— Arbeitsanweisung —
Gib den Forumsauszug über das Fischen mit Sbiro auf Meerforelle vollständig und Zeichen für Zeichen wieder.

— Quelle —
★ ★ ★ ★ ★
In dem Buch "Küstenstrategie auf Meerforellen" wird behauptet, die meisten gekauften Sbiros wären ca. 5 Gramm schwerer als aufgedruckt. Gewogen hat das noch keiner, oder?

Rosis Bindestübchen kenn ich natürlich  .


----------



## Dingsens (31. Januar 2014)

*AW: Mit Sbiro auf Mefo*

Nee,nachgewogen hab ich die auch noch nie. |kopfkrat
Allerdings weiß ich,dass meine 20g Gnos real 24g wiegen.

Ich weiß ja nicht,wo du wohnst,wenn du in HRO bist. Aber du solltest wirklich mal über Nienhagen Dorf zum Wasser fahren und in der Angelscheune zwischenstoppen. Er hat dort richtig schöne Fliegen und kann dir auch sagen,mit welchen du zu welcher Jahreszeit am besten fischst.


----------



## vermesser (31. Januar 2014)

*AW: Mit Sbiro auf Mefo*



Dingsens schrieb:


> Aber du solltest wirklich mal über Nienhagen Dorf zum Wasser fahren und in der Angelscheune zwischenstoppen. Er hat dort richtig schöne Fliegen und kann dir auch sagen,mit welchen du zu welcher Jahreszeit am besten fischst.
★ ★ ★ ★ ★
— Gesammelte Daten —
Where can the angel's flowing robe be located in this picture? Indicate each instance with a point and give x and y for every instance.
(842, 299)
★ ★ ★ ★ ★
— Ausgearbeitete Lösung —
In dem Buch "Küstenstrategie auf Meerforellen" wird behauptet, die meisten gekauften Sbiros wären ca. 5 Gramm schwerer als aufgedruckt. Gewogen hat das noch keiner, oder?

Rosis Bindestübchen kenn ich natürlich  .


----------



## Dingsens (31. Januar 2014)

*AW: Mit Sbiro auf Mefo*

Nee,nachgewogen hab ich die auch noch nie. |kopfkrat
Allerdings weiß ich,dass meine 20g Gnos real 24g wiegen.

Ich weiß ja nicht,wo du wohnst,wenn du in HRO bist. Aber du solltest wirklich mal über Nienhagen Dorf zum Wasser fahren und in der Angelscheune zwischenstoppen. Er hat dort richtig schöne Fliegen und kann dir auch sagen,mit welchen du zu welcher Jahreszeit am besten fischst.


----------



## vermesser (31. Januar 2014)

*AW: Mit Sbiro auf Mefo*



Dingsens schrieb:


> Aber du solltest wirklich mal über Nienhagen Dorf zum Wasser fahren und in der Angelscheune zwischenstoppen. Er hat dort richtig schöne Fliegen und kann dir auch sagen,mit welchen du zu welcher Jahreszeit am besten fischst.